_Brief_
In this material, which lines include the string "queried"? Show them.

_Records to process_
= = = = =

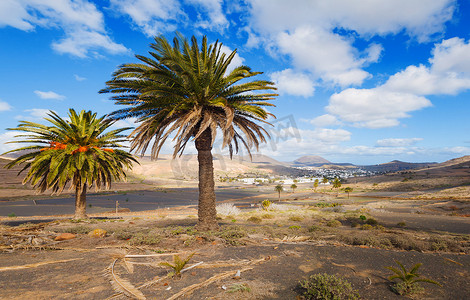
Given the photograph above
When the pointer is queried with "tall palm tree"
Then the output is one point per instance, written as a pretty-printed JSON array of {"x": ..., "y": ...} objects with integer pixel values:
[
  {"x": 293, "y": 187},
  {"x": 77, "y": 152},
  {"x": 279, "y": 188},
  {"x": 315, "y": 184},
  {"x": 185, "y": 92}
]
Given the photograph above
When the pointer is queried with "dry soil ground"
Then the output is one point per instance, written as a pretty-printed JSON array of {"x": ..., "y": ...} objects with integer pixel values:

= = = = =

_Result for this task_
When the pointer is queried with "tall palm tree"
When the pointer is queried with "dry soil ground"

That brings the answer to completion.